(Source data Opens)

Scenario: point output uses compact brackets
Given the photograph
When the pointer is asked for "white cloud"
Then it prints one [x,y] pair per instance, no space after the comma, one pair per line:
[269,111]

(Source data Closes)
(Source data Opens)

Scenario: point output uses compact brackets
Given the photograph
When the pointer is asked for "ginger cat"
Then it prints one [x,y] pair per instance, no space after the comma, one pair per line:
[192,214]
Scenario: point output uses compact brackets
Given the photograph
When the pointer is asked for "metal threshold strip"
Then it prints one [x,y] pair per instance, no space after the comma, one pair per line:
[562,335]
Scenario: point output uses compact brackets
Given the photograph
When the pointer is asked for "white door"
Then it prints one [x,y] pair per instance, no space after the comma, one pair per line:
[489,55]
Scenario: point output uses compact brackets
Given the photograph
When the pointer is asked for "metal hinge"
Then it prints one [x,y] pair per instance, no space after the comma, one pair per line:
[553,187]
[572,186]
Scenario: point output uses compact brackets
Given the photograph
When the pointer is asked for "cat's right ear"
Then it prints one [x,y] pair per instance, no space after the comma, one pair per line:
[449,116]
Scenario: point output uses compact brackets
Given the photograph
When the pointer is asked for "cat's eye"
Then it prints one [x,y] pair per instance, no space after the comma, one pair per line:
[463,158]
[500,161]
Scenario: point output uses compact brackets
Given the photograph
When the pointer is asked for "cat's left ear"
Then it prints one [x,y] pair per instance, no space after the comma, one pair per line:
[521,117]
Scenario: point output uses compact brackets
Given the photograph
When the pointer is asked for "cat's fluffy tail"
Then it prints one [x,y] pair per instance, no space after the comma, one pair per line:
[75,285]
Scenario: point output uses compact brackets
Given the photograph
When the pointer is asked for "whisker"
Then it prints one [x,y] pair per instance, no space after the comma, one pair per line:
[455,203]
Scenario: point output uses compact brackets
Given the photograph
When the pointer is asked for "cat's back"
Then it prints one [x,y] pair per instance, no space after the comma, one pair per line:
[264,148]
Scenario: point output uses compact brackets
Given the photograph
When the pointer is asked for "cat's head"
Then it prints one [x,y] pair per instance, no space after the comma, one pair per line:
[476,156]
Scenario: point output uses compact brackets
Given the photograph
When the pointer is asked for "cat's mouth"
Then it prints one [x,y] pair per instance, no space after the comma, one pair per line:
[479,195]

(Source data Closes)

→ **Goal of the exercise**: Pull every line containing "white" out of the entries.

→ **Solution**:
When the pointer is asked for "white cloud"
When the pointer is asked for "white door"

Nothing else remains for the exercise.